WORK TO DO> Output the material below in full, exactly as it is.

** begin RECORDS FOR THE TASK **

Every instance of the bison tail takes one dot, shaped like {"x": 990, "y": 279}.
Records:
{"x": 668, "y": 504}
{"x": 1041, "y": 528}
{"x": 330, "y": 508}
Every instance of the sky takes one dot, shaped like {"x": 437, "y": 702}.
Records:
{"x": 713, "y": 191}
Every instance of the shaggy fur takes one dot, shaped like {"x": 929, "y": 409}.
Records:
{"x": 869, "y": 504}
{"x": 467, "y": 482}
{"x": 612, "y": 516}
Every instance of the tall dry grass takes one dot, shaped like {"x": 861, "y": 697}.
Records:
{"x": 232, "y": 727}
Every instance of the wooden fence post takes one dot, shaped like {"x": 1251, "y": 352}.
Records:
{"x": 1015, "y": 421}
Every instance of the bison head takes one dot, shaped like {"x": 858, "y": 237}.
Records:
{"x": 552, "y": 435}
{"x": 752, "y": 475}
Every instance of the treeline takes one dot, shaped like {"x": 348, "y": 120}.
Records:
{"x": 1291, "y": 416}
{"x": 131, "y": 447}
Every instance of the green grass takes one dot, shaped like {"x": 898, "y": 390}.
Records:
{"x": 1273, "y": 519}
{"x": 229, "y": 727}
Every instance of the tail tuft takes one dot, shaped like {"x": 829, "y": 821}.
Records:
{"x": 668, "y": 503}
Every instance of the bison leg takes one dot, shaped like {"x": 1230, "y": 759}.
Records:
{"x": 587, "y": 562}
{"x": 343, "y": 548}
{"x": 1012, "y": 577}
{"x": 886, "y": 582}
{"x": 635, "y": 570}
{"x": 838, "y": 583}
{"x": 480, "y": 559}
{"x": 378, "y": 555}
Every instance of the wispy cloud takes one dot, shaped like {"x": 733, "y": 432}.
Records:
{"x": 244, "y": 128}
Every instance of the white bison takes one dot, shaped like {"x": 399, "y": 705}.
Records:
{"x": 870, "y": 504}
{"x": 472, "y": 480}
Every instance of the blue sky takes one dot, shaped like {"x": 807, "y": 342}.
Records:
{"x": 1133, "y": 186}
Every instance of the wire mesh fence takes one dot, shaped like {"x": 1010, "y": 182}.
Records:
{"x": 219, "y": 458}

** end RECORDS FOR THE TASK **

ANSWER FOR THE TASK>
Every instance of the bison tail takes one dot, shaped like {"x": 990, "y": 279}.
Records:
{"x": 668, "y": 504}
{"x": 1041, "y": 528}
{"x": 330, "y": 508}
Every instance of the sky takes one dot, shaped like {"x": 437, "y": 702}.
Records:
{"x": 713, "y": 191}
Every instance of the shaggy fur takes one dot, shaped like {"x": 929, "y": 409}.
Records:
{"x": 869, "y": 504}
{"x": 467, "y": 482}
{"x": 612, "y": 516}
Every instance of the tall dry grass takes one dot, shaped like {"x": 861, "y": 697}.
Records:
{"x": 232, "y": 727}
Every instance of the wooden fence post takes one dot, shaped like {"x": 1251, "y": 352}.
Records:
{"x": 1015, "y": 421}
Every instance of the bison head takes one dot, shaped like {"x": 858, "y": 237}.
Records:
{"x": 552, "y": 435}
{"x": 752, "y": 475}
Every instance of the treeline takes one dot, shaped like {"x": 348, "y": 120}.
Records:
{"x": 1291, "y": 416}
{"x": 131, "y": 447}
Every instance of the green grass takes one dot, shaped like {"x": 898, "y": 390}.
Records:
{"x": 1273, "y": 519}
{"x": 229, "y": 727}
Every instance of the tail tuft takes one dot, shaped like {"x": 829, "y": 821}.
Records:
{"x": 668, "y": 503}
Every instance of the bison leg takes one dot, shaped like {"x": 1230, "y": 759}.
Records:
{"x": 587, "y": 562}
{"x": 343, "y": 548}
{"x": 1012, "y": 577}
{"x": 886, "y": 582}
{"x": 635, "y": 570}
{"x": 838, "y": 583}
{"x": 480, "y": 559}
{"x": 378, "y": 555}
Every instance of the wispy cloud takes one dot, shaped like {"x": 733, "y": 432}.
Records:
{"x": 244, "y": 128}
Every instance of the white bison takes one dot, shaped like {"x": 399, "y": 705}.
Records:
{"x": 870, "y": 504}
{"x": 472, "y": 480}
Every instance of the blue sky takes one dot, shaped like {"x": 807, "y": 342}.
Records:
{"x": 1133, "y": 186}
Every instance of the wire mesh fence takes one dot, shaped like {"x": 1010, "y": 182}.
Records:
{"x": 219, "y": 458}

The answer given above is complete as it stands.